(Beginning of Records to process)

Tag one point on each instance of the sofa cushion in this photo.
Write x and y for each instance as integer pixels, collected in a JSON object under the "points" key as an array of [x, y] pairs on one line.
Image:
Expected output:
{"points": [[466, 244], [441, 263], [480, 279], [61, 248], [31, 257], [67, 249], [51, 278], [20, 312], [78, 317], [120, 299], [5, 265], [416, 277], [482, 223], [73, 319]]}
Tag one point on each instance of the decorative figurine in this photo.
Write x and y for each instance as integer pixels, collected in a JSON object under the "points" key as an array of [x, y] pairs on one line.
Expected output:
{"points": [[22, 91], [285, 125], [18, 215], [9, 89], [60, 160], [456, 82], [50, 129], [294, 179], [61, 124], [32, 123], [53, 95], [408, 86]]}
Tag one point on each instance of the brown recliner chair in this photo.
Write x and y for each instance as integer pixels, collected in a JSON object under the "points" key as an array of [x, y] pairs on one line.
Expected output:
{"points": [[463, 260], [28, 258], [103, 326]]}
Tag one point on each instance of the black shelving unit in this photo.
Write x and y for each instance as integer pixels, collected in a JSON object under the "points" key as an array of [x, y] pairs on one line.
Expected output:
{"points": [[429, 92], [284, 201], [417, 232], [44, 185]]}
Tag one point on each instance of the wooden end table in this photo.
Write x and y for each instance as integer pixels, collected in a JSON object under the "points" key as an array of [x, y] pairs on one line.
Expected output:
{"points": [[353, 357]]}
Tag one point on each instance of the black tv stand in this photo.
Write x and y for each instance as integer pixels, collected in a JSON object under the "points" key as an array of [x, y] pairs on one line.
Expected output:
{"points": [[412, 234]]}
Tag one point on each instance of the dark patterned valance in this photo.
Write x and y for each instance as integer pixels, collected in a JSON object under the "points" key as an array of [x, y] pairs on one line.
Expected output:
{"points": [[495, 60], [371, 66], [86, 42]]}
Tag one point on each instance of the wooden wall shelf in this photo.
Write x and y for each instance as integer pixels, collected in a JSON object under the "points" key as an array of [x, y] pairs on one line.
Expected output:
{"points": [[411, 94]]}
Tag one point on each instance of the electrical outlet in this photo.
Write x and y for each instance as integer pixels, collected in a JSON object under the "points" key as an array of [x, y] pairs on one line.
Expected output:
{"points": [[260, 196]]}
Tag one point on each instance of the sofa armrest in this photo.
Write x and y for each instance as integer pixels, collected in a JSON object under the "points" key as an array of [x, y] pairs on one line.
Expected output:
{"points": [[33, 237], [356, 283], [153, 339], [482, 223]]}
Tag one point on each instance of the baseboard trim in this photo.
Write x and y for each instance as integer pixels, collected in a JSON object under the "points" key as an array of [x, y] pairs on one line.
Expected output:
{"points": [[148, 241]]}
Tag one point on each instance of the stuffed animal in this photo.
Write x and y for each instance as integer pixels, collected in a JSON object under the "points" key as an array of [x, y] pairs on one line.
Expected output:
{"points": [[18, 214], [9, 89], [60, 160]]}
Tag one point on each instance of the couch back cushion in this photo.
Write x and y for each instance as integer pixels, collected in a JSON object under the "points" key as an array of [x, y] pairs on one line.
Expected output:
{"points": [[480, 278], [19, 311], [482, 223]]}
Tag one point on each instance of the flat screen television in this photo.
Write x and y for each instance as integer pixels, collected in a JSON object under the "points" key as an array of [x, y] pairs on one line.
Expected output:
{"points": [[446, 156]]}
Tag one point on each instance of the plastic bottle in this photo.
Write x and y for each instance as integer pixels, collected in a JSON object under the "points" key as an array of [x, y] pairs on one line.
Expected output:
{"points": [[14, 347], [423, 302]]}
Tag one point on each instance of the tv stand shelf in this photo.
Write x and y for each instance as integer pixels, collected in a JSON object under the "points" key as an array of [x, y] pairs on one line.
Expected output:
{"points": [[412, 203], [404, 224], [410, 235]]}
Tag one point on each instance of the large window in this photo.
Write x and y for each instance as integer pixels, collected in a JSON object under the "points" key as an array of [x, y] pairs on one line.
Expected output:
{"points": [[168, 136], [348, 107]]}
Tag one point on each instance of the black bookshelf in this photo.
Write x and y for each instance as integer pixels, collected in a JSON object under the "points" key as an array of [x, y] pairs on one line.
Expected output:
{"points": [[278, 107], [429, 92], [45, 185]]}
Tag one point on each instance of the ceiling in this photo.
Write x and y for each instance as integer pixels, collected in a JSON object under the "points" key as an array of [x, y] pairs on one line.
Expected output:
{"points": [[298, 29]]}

(End of Records to process)

◆ Problem description ◆
Return each line above where the word "cushion" shows up.

◆ Task response ◆
Tag one point on each instance of the sofa cushion in this photo.
Tag one point on each instance of the couch back cushion in this photo.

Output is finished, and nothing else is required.